* [Task to carry out]: Turn every line of all the records below into a numbered list, leaving out blank lines. Omit the pictures from your answer.

* [Records supplied]:
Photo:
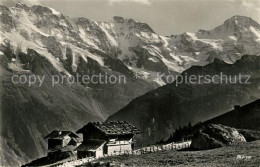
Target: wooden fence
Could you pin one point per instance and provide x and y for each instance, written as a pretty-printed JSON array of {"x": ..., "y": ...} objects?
[{"x": 144, "y": 150}]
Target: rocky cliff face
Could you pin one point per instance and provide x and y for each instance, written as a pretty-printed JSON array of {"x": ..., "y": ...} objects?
[
  {"x": 158, "y": 113},
  {"x": 215, "y": 136},
  {"x": 41, "y": 41}
]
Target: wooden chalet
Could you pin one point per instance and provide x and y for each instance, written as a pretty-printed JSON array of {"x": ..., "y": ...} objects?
[
  {"x": 60, "y": 140},
  {"x": 106, "y": 138}
]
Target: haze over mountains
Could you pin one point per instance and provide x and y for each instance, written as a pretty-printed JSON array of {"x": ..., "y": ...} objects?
[
  {"x": 42, "y": 41},
  {"x": 159, "y": 112}
]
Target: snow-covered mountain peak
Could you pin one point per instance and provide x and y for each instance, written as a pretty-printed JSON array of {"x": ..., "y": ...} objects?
[{"x": 134, "y": 43}]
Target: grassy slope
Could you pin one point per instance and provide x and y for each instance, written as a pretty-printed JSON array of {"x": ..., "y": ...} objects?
[{"x": 225, "y": 156}]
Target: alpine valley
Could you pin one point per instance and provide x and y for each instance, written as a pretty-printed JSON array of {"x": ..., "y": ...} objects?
[{"x": 39, "y": 40}]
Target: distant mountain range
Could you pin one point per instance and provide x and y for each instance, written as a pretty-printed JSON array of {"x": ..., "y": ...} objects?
[
  {"x": 159, "y": 112},
  {"x": 242, "y": 117},
  {"x": 42, "y": 41}
]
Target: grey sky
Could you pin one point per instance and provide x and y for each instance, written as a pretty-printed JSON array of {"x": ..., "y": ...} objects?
[{"x": 166, "y": 17}]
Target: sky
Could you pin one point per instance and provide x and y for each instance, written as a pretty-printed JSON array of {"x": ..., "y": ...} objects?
[{"x": 166, "y": 17}]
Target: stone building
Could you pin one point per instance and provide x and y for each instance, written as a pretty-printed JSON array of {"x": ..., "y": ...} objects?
[{"x": 106, "y": 138}]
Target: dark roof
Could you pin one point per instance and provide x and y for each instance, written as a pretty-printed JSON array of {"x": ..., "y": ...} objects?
[
  {"x": 56, "y": 134},
  {"x": 90, "y": 145},
  {"x": 112, "y": 128}
]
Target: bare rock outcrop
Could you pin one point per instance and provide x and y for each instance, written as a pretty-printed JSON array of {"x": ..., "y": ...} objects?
[{"x": 215, "y": 136}]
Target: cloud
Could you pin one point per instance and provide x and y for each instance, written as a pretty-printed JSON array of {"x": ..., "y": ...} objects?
[
  {"x": 142, "y": 2},
  {"x": 13, "y": 2}
]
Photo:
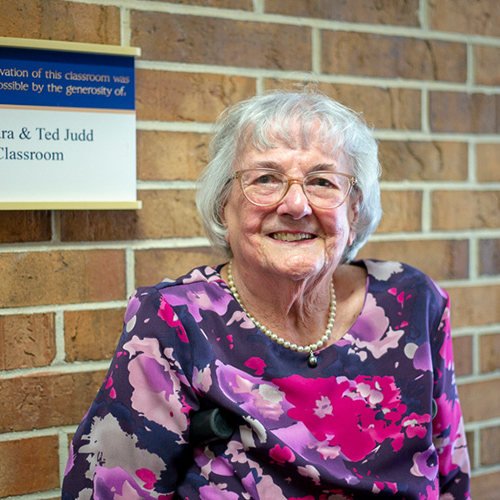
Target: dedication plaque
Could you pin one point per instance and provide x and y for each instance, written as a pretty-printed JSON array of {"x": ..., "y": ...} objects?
[{"x": 67, "y": 126}]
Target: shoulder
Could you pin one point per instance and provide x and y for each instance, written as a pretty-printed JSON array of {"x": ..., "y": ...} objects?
[
  {"x": 184, "y": 298},
  {"x": 397, "y": 277}
]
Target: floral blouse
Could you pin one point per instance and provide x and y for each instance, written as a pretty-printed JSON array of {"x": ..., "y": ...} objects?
[{"x": 378, "y": 417}]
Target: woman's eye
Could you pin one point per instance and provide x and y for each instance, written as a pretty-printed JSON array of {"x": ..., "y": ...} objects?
[
  {"x": 323, "y": 182},
  {"x": 266, "y": 179}
]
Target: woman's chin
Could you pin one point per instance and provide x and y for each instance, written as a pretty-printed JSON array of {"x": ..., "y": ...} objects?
[{"x": 299, "y": 268}]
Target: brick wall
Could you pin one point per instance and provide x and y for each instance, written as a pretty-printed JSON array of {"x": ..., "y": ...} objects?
[{"x": 426, "y": 73}]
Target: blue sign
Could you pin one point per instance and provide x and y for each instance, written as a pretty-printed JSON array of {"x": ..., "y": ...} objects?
[{"x": 33, "y": 77}]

* [Answer to this exercise]:
1. Photo:
2. Target: wooden fence
3. Could you pin one point per instance and provide x and y for each instance, written as a pretty-printed JSON array of {"x": ..., "y": ...} objects?
4. [{"x": 144, "y": 150}]
5. Target: rocky cliff face
6. Could you pin one point per instance and provide x and y for each instance, written as a pretty-printed JSON array of {"x": ..., "y": ...} objects?
7. [
8.   {"x": 158, "y": 113},
9.   {"x": 215, "y": 136},
10.   {"x": 41, "y": 41}
11. ]
12. Target: wooden chalet
13. Could you pin one point per instance and provide x and y for each instance, written as a pretty-printed JSON array of {"x": ..., "y": ...} objects?
14. [
15.   {"x": 60, "y": 140},
16.   {"x": 106, "y": 138}
17. ]
18. Target: haze over mountains
19. Could you pin one point per instance and provide x and y for each instance, written as a pretty-printed JSON array of {"x": ..., "y": ...} objects?
20. [
21.   {"x": 42, "y": 41},
22.   {"x": 159, "y": 112}
23. ]
24. Target: snow-covered mountain peak
25. Could you pin one point per instance and provide x and y for each instance, written as a pretty-printed JSON array of {"x": ..., "y": ...} objects?
26. [{"x": 134, "y": 43}]
27. Target: grassy slope
28. Could you pin one point per instance and provide x and y for each instance, written as a pretty-printed JSON array of {"x": ..., "y": ...} objects?
29. [{"x": 225, "y": 156}]
30. Target: alpine valley
31. Could you pin one point per instance and provide x and y for each instance, written as a pretty-printed JSON array of {"x": ..., "y": ...} objects?
32. [{"x": 39, "y": 40}]
33. Target: distant mountain range
34. Could you pin one point per instance and provide x and y for each instance, written as a pretty-printed JSON array of {"x": ..., "y": ...} objects?
35. [
36.   {"x": 159, "y": 112},
37.   {"x": 242, "y": 117},
38.   {"x": 42, "y": 41}
39. ]
40. Target: grey sky
41. Could you pin one point per instance and provide x and y for each instance, written as a pretty-printed JSON array of {"x": ..., "y": ...} objects?
42. [{"x": 166, "y": 17}]
43. Target: sky
44. Could you pin one point per instance and provide x and y for each instance, written as a pretty-printed JSON array of {"x": ..., "y": ...} objects?
45. [{"x": 166, "y": 17}]
46. Target: stone building
47. Could you pin one point per instance and provide x and y for each instance, written as a pretty-printed JSON array of {"x": ..., "y": ...} objects?
48. [{"x": 106, "y": 138}]
49. Target: dark roof
50. Could you pin one point per instance and provide x and y for each instance, written as a pretty-printed JSON array of {"x": ..., "y": ...} objects?
51. [
52.   {"x": 56, "y": 134},
53.   {"x": 90, "y": 145},
54.   {"x": 112, "y": 128}
55. ]
56. Target: bare rock outcrop
57. Could you pin one point per instance and provide x and y for each instance, written as a pretty-printed JSON array of {"x": ..., "y": ...} objects?
58. [{"x": 215, "y": 136}]
59. Target: cloud
60. Could you pin one point per instance and provide x and y for each instance, written as a pretty-printed JSON array of {"x": ..., "y": ...} objects?
61. [
62.   {"x": 142, "y": 2},
63.   {"x": 13, "y": 2}
64. ]
65. Photo:
66. Target: dedication plaque
67. Could you pin one point per instance and provide x and y for each instance, written as a pretty-printed JSON array of {"x": ..., "y": ...} objects?
68. [{"x": 67, "y": 126}]
69. Target: shoulder
70. Could you pin one point per instance and provide x and y for each instance, written as a pretty-printed JSON array of {"x": ..., "y": ...} objects?
71. [
72.   {"x": 184, "y": 298},
73.   {"x": 397, "y": 277}
74. ]
75. Target: floral blouse
76. Could you pin one point per instance and provide x and y for each instance, written as a pretty-printed JSON array of {"x": ..., "y": ...} objects?
77. [{"x": 378, "y": 417}]
78. Target: woman's eye
79. Could you pin one point per instance and provide x and y for each instance, written as a pretty-printed JSON array of {"x": ..., "y": ...} objects?
80. [
81.   {"x": 323, "y": 182},
82.   {"x": 266, "y": 179}
83. ]
84. Target: woman's chin
85. Could you pin one point per instance and provide x and y for each instance, written as a pretty-printed JSON array of {"x": ..., "y": ...} objects?
86. [{"x": 299, "y": 268}]
87. Target: brick wall
88. Could you pin one point per instance and provide x and y for each instance, written as a pretty-printed JSON array of {"x": ..., "y": ...} objects?
89. [{"x": 426, "y": 73}]
90. Target: blue sign
91. Could you pin one point per instance and provide x and y for each instance, written as a pretty-printed JSON array of {"x": ..., "y": ...} objects?
92. [{"x": 33, "y": 77}]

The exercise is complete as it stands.